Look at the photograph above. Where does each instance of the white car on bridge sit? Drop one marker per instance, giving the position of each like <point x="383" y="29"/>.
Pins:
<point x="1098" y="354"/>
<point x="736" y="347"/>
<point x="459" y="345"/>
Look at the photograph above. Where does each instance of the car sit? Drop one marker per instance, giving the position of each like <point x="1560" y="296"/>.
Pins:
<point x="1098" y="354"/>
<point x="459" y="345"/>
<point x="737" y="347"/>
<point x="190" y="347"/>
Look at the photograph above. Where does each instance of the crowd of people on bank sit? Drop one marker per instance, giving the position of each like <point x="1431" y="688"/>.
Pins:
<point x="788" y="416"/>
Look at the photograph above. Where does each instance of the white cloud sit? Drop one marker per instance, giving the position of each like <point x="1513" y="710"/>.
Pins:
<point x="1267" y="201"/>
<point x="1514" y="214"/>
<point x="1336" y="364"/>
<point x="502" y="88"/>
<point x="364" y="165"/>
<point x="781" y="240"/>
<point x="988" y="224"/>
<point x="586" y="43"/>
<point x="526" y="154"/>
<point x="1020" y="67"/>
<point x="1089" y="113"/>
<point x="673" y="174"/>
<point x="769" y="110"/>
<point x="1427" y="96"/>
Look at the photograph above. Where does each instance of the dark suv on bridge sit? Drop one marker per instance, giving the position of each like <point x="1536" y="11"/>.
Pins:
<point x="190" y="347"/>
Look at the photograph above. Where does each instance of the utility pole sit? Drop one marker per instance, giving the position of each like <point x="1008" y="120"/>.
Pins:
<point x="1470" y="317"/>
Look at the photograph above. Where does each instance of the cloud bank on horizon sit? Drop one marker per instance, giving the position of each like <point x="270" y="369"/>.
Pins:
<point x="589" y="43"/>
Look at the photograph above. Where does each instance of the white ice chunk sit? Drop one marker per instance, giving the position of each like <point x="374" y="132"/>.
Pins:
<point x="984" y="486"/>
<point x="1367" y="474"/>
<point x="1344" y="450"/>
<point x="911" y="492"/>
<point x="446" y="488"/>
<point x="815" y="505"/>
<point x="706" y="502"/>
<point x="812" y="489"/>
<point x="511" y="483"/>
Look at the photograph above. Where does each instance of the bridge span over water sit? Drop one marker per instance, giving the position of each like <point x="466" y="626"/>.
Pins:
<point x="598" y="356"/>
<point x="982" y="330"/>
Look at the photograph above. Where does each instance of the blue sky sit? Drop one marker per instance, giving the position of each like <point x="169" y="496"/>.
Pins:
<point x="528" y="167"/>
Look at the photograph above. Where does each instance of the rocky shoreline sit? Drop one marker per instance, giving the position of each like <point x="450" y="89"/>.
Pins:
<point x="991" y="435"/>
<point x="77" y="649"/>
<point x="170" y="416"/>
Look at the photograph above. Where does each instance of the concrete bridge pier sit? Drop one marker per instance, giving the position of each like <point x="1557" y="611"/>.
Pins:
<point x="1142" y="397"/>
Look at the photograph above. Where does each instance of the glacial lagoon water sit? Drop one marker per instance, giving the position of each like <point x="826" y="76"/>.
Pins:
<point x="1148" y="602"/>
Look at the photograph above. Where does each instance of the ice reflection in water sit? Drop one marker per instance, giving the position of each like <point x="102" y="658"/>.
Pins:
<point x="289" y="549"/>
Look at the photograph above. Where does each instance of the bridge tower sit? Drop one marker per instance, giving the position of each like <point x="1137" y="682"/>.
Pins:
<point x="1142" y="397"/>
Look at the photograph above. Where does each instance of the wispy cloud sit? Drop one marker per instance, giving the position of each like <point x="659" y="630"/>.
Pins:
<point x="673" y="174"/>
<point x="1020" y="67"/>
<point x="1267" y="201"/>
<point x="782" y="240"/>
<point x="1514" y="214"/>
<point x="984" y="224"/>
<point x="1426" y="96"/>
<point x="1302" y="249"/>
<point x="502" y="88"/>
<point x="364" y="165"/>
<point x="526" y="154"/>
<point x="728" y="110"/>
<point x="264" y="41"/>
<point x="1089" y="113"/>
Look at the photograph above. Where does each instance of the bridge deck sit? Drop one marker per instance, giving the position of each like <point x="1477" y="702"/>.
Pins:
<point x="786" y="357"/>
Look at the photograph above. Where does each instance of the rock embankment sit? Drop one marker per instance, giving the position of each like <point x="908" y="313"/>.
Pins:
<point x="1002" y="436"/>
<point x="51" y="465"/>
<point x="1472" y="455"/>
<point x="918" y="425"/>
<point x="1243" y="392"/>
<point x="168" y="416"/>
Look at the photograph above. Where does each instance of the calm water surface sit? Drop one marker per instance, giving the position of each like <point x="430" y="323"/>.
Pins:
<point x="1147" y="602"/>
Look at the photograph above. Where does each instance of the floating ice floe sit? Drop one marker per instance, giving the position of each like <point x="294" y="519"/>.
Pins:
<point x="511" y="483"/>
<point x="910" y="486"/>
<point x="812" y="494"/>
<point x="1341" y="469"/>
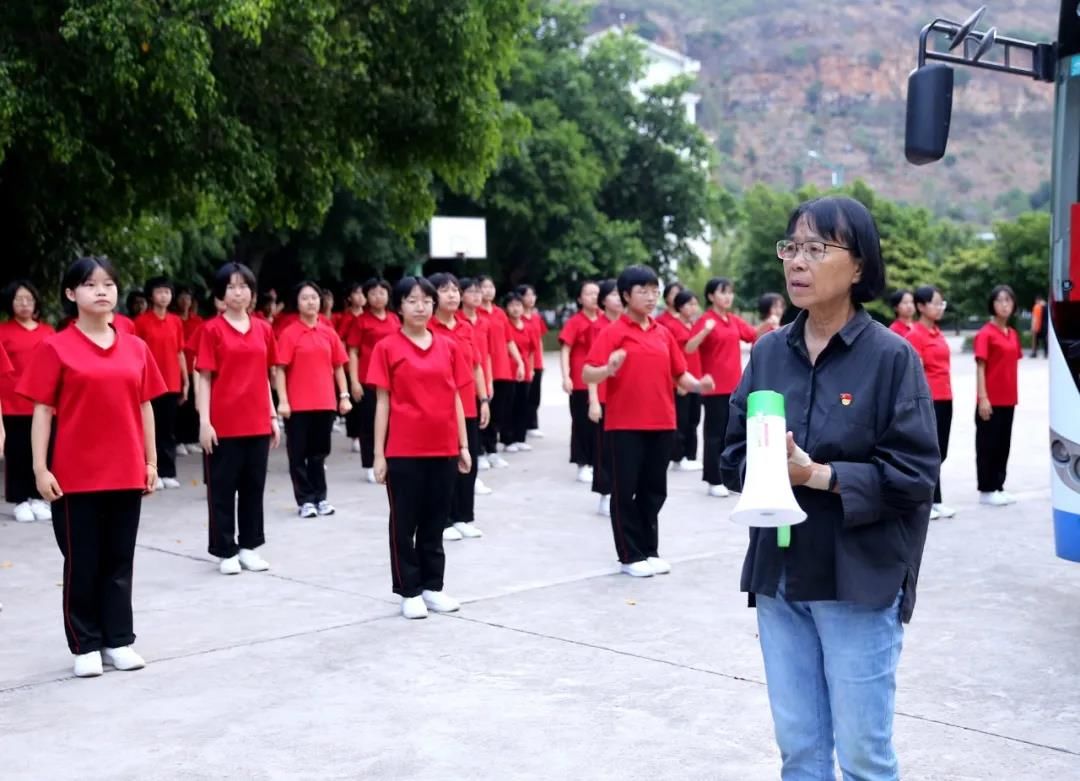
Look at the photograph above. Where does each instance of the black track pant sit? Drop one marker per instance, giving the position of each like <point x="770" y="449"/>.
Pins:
<point x="420" y="490"/>
<point x="638" y="490"/>
<point x="96" y="535"/>
<point x="235" y="479"/>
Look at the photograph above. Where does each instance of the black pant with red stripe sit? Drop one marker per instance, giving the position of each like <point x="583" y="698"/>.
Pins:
<point x="308" y="444"/>
<point x="96" y="534"/>
<point x="19" y="484"/>
<point x="638" y="490"/>
<point x="235" y="480"/>
<point x="420" y="490"/>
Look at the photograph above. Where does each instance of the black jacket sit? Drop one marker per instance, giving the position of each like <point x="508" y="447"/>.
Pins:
<point x="865" y="408"/>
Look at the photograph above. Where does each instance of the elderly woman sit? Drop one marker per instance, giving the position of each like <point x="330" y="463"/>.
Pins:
<point x="863" y="459"/>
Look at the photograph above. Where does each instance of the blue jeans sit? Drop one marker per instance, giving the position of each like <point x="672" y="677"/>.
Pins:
<point x="831" y="668"/>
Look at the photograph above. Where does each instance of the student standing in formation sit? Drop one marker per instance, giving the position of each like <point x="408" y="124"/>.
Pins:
<point x="95" y="476"/>
<point x="638" y="361"/>
<point x="929" y="342"/>
<point x="611" y="309"/>
<point x="374" y="325"/>
<point x="903" y="307"/>
<point x="576" y="339"/>
<point x="187" y="415"/>
<point x="686" y="310"/>
<point x="420" y="445"/>
<point x="998" y="352"/>
<point x="163" y="333"/>
<point x="460" y="520"/>
<point x="311" y="390"/>
<point x="523" y="337"/>
<point x="716" y="335"/>
<point x="238" y="425"/>
<point x="19" y="337"/>
<point x="539" y="325"/>
<point x="471" y="299"/>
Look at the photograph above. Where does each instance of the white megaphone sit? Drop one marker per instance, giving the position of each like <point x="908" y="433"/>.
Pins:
<point x="767" y="498"/>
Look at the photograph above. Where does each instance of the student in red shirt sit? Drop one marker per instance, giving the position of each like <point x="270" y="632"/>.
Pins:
<point x="460" y="522"/>
<point x="19" y="337"/>
<point x="187" y="415"/>
<point x="238" y="425"/>
<point x="421" y="444"/>
<point x="311" y="390"/>
<point x="903" y="306"/>
<point x="539" y="325"/>
<point x="716" y="335"/>
<point x="998" y="352"/>
<point x="638" y="361"/>
<point x="929" y="342"/>
<point x="576" y="340"/>
<point x="163" y="333"/>
<point x="94" y="385"/>
<point x="374" y="325"/>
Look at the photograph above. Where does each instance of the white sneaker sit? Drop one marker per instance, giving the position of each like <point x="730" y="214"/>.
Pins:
<point x="252" y="561"/>
<point x="439" y="602"/>
<point x="468" y="530"/>
<point x="123" y="658"/>
<point x="638" y="569"/>
<point x="88" y="665"/>
<point x="414" y="607"/>
<point x="659" y="565"/>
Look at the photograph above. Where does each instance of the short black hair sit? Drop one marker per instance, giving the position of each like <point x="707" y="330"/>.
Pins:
<point x="849" y="223"/>
<point x="721" y="283"/>
<point x="81" y="270"/>
<point x="405" y="285"/>
<point x="998" y="290"/>
<point x="767" y="301"/>
<point x="8" y="297"/>
<point x="224" y="275"/>
<point x="633" y="277"/>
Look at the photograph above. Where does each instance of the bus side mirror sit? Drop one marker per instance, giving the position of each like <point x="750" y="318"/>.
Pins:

GIVEN REQUEST
From the line with "of the short" to the last line of the material, give every line again exactly, and only those lines.

ANSWER TO THIS PROBLEM
Look at the photograph above. Where does each instance of the short black hair sit? Drop one marker per instance, giving the position of each like <point x="707" y="330"/>.
Pins:
<point x="849" y="223"/>
<point x="721" y="283"/>
<point x="81" y="270"/>
<point x="405" y="285"/>
<point x="998" y="290"/>
<point x="767" y="301"/>
<point x="8" y="297"/>
<point x="224" y="275"/>
<point x="633" y="277"/>
Look at the photograph above. Where does each instance of the bus side mirror sit? Drop one marker per instance, giving the position of each like <point x="750" y="318"/>.
Pins:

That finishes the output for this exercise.